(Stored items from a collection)
********************
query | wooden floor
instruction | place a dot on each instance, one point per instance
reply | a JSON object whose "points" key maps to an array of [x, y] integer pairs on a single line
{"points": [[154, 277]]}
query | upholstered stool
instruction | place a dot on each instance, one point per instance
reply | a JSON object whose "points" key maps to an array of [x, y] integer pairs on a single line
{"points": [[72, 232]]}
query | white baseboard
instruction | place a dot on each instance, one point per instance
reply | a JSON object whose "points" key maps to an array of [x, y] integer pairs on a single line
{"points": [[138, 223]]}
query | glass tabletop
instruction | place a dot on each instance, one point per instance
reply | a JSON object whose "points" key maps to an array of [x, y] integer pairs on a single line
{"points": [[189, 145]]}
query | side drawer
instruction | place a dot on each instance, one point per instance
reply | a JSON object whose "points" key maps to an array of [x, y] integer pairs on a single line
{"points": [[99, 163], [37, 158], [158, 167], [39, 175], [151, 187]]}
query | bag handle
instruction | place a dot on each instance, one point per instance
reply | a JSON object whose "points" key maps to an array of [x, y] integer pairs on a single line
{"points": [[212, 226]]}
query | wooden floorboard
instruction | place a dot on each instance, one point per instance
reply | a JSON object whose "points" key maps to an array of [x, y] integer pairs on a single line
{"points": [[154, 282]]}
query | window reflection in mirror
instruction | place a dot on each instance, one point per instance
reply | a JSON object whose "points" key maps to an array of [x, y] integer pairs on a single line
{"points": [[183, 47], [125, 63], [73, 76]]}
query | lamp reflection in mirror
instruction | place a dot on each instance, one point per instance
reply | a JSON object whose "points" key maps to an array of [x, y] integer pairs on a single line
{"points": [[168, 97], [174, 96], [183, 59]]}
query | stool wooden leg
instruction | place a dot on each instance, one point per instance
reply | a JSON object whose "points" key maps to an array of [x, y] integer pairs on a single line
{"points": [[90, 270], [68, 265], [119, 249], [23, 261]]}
********************
▶ **Exercise requirements**: Wherever a line in the data above holds the word "stool", copy that line.

▶ **Solution to this exercise**:
query | upholstered stool
query | stool wooden leg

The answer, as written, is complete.